>>>

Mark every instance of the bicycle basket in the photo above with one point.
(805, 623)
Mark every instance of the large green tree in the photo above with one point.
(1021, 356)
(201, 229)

<<<

__SET TASK__. Copy the records above line for line, with no changes.

__FINAL ANSWER__.
Mark every instance of the bicycle basket in the photo above with one point.
(805, 623)
Mark every instance of the large green tree in the photo above with one point.
(1021, 356)
(201, 229)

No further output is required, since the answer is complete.